Stated goal ->
Transcribe the listing word for word.

Supplied material ->
"""

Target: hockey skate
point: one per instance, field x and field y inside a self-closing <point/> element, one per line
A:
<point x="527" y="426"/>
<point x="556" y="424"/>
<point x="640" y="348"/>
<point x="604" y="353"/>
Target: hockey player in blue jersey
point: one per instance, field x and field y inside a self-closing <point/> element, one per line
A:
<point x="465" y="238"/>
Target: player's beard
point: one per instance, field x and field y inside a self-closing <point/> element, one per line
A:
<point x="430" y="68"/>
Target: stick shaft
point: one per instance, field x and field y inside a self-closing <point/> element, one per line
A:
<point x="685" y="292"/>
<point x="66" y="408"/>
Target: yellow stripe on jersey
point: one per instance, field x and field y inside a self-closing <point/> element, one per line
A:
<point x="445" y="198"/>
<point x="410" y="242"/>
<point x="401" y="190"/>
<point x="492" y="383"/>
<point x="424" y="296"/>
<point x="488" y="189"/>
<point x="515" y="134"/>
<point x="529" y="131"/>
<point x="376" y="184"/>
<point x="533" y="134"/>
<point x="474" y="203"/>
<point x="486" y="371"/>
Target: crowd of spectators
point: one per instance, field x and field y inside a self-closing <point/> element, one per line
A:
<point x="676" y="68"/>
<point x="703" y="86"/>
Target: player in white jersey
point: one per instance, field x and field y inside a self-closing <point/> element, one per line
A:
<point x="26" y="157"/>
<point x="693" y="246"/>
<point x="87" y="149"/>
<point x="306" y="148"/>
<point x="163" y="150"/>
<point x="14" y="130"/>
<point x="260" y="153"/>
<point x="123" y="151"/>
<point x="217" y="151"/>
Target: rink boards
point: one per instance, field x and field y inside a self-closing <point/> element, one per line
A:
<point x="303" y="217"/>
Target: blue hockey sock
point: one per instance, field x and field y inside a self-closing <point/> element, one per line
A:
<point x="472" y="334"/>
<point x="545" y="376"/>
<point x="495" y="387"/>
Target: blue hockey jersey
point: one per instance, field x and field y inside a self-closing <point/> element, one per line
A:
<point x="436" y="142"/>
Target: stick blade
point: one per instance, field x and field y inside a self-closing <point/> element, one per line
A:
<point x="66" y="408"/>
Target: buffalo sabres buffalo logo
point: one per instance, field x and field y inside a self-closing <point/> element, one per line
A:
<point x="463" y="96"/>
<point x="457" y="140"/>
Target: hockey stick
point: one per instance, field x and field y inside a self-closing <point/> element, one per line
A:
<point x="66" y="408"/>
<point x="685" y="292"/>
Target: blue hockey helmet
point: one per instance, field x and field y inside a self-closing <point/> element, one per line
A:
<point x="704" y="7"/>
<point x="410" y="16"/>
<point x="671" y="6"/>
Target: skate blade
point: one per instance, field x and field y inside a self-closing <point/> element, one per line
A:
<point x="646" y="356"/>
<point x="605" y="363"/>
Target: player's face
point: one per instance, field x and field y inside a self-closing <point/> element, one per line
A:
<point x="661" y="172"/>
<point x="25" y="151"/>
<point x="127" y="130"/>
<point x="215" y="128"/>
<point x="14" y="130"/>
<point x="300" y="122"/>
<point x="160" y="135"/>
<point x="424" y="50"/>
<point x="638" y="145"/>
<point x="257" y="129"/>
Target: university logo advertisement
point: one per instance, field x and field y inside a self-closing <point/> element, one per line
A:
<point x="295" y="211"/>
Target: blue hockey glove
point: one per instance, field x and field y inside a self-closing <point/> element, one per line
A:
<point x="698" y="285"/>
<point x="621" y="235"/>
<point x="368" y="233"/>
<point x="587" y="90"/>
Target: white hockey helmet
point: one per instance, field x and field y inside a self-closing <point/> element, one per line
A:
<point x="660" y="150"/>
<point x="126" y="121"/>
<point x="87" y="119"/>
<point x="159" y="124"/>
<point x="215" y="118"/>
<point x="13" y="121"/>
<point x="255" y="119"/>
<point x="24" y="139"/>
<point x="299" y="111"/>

"""

Solution ->
Target: hockey skate
point: one per instance, field x and field y inside a self-closing <point/> element, one per line
A:
<point x="527" y="426"/>
<point x="556" y="424"/>
<point x="640" y="348"/>
<point x="604" y="353"/>
Target: hockey player in blue jersey
point: one per instance, field x and field y inside a self-closing <point/> element, one per line
A:
<point x="465" y="238"/>
Target: player's beard
point: one per instance, field x and field y inside a self-closing <point/> element, one per line
A:
<point x="430" y="68"/>
Target: stick shaft
point: one per instance, field x and field y inside a self-closing <point/> element, one per line
A:
<point x="685" y="292"/>
<point x="66" y="408"/>
Target: yellow stripe on jersey
point: one per instance, field x and field y inside a self-closing <point/> element, one per line
A:
<point x="445" y="198"/>
<point x="410" y="242"/>
<point x="401" y="190"/>
<point x="492" y="383"/>
<point x="424" y="296"/>
<point x="488" y="189"/>
<point x="515" y="134"/>
<point x="529" y="131"/>
<point x="376" y="184"/>
<point x="533" y="134"/>
<point x="474" y="203"/>
<point x="486" y="371"/>
Target: crowd of spectators
point: one per instance, field x and field y inside a self-closing <point/> element, one per line
A:
<point x="676" y="68"/>
<point x="703" y="86"/>
Target: player in white jersey
point: one per instance, field x and field y inside a self-closing <point/> element, one per line
A:
<point x="26" y="157"/>
<point x="693" y="246"/>
<point x="87" y="149"/>
<point x="306" y="148"/>
<point x="163" y="150"/>
<point x="14" y="130"/>
<point x="260" y="153"/>
<point x="123" y="151"/>
<point x="217" y="151"/>
Target: rink boards
point: one per instance, field x and field y inside a self-closing <point/> element, one per line
A:
<point x="303" y="217"/>
Target: blue hockey sock
point: one per instance, field x and field y inside a self-closing <point/> element, one per line
A:
<point x="472" y="334"/>
<point x="545" y="376"/>
<point x="495" y="387"/>
Target: blue hockey jersey
point: one per instance, field x and field y inside a self-closing <point/> element, one per line
A:
<point x="436" y="142"/>
Target: stick blade
point: one per instance, field x and field y inside a self-closing <point/> element, one per line
A:
<point x="66" y="408"/>
Target: buffalo sabres buffalo logo
point: one per instance, field x and field y inside a self-closing <point/> element, one per line
A:
<point x="463" y="96"/>
<point x="457" y="140"/>
Target: hockey stick
point: one per instance, field x and field y inside a self-closing <point/> element, one per line
A:
<point x="66" y="408"/>
<point x="685" y="292"/>
Target: blue hockey helmet
point: one per instance, field x and field y inside a self-closing <point/> element, one per line
A:
<point x="704" y="7"/>
<point x="410" y="16"/>
<point x="671" y="6"/>
Target: skate blade
point: one per instance, field x and field y inside a self-closing <point/> element, one per line
A:
<point x="646" y="356"/>
<point x="605" y="363"/>
Target: player's face
point: one per instance, field x and field y inside a self-closing <point/> element, one per line
A:
<point x="661" y="172"/>
<point x="25" y="151"/>
<point x="127" y="130"/>
<point x="215" y="128"/>
<point x="14" y="130"/>
<point x="300" y="122"/>
<point x="160" y="135"/>
<point x="424" y="50"/>
<point x="638" y="145"/>
<point x="257" y="129"/>
Target: university logo advertisement
point: one per instance, field x and field y inside a self-closing <point/> element, one per line
A:
<point x="295" y="211"/>
Target: blue hockey glove
point: one per instance, field x and field y inside a self-closing <point/> element, one per line
A:
<point x="698" y="285"/>
<point x="621" y="235"/>
<point x="368" y="233"/>
<point x="587" y="90"/>
Target: white hockey helmet
point: one per instance, field x and field y inside a self-closing <point/> element, one per line
A:
<point x="660" y="150"/>
<point x="126" y="121"/>
<point x="87" y="119"/>
<point x="159" y="124"/>
<point x="215" y="118"/>
<point x="13" y="121"/>
<point x="255" y="119"/>
<point x="24" y="139"/>
<point x="299" y="111"/>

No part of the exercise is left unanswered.